Required work.
Each entry should be written out again exactly, so that nothing is lost.

Record extracts.
☆ ☆ ☆
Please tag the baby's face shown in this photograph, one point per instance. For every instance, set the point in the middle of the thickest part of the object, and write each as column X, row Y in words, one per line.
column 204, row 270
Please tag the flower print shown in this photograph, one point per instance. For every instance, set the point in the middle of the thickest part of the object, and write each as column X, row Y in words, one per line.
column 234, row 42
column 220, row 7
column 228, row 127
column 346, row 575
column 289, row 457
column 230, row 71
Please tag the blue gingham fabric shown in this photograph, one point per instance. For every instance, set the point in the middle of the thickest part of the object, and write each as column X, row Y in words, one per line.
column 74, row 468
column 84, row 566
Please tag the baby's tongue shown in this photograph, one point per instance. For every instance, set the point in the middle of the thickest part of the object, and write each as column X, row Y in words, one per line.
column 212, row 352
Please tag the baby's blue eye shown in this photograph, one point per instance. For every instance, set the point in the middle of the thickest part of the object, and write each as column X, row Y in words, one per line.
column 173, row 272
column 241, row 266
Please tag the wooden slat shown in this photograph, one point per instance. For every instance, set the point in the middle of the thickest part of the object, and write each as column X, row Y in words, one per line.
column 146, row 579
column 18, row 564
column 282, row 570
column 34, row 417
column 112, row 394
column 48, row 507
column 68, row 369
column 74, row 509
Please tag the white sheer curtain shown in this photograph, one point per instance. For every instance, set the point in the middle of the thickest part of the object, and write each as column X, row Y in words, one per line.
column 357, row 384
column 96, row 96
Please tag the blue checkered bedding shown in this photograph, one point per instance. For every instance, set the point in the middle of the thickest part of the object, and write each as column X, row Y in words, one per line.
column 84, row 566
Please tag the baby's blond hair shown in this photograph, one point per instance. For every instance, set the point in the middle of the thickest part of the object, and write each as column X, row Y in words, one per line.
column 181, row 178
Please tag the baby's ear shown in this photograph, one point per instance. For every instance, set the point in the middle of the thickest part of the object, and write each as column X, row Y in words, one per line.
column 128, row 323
☆ ☆ ☆
Exercise result.
Please tag the baby's face shown in this photograph, one point per instance. For every instance, set the point in the middle of the thickest part of the object, and write each as column X, row Y in words, one per line.
column 204, row 270
Please tag the flower print shown in this photograph, one point per instance. For every instance, set the point in the middle of the thickest part of the object, and write each as column X, row Y in words, one per line.
column 234, row 42
column 220, row 7
column 228, row 127
column 346, row 575
column 289, row 457
column 230, row 71
Please tag the blue gingham fabric shown in this photograph, one point per instance. For every instance, set the point in the middle of the thickest part of the object, and write each as column X, row Y in words, one per line.
column 74, row 468
column 84, row 566
Please tag the baby's tongue shown in this photograph, one point per instance. For every instance, set the point in the middle of the thickest part of the object, and write each as column X, row Y in words, one per line.
column 212, row 352
Please tag the baby's blue eye shown in this photograph, one point per instance. For every instance, set the point in the middle of the thickest part of the object, and write each as column X, row Y in words, one per line.
column 173, row 272
column 241, row 266
Please tag the wooden slat shown in this photograph, one point per instance. For every instance, set the point in the middle of the thickest part of the object, and write each as column X, row Y in words, one per line.
column 146, row 579
column 18, row 564
column 282, row 570
column 34, row 417
column 112, row 394
column 48, row 507
column 68, row 369
column 74, row 509
Please tag the white sheer curtain shown in this photograph, one point per instance. For every instance, set the point in the middle of the thickest part of the object, and write each as column X, row Y in words, one per line.
column 357, row 384
column 96, row 96
Please tag the blue checkered bedding shown in this photograph, one point per instance. For every instance, set the point in the middle of the thickest part of the object, and write each as column X, row Y in words, one per line.
column 84, row 566
Please tag the baby's blond hair shown in this photograph, one point per instance. For every instance, set the point in the middle of the thickest part of the object, and write each as column X, row Y in words, one per line.
column 181, row 178
Please tag the baby's ear shown in this photograph, one point per instance. For every instance, set the point in the middle of the thickest part of the object, and write each as column X, row Y in words, one per line.
column 128, row 323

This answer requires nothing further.